Collection entries:
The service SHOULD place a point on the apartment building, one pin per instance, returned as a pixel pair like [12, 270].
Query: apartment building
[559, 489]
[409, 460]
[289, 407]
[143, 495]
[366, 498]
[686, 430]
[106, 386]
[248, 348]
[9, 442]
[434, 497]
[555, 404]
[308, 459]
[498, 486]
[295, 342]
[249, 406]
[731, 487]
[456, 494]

Instruction:
Transcribe every line of the records above verbatim, with no alterations.

Completed exercise:
The service SHOULD place a point on the apartment building, one pin per instance, returned as a pixel pair like [12, 270].
Query: apartment building
[559, 489]
[409, 460]
[289, 407]
[143, 495]
[366, 498]
[686, 430]
[106, 386]
[248, 348]
[9, 442]
[434, 497]
[555, 404]
[308, 459]
[498, 486]
[295, 342]
[249, 406]
[731, 487]
[456, 494]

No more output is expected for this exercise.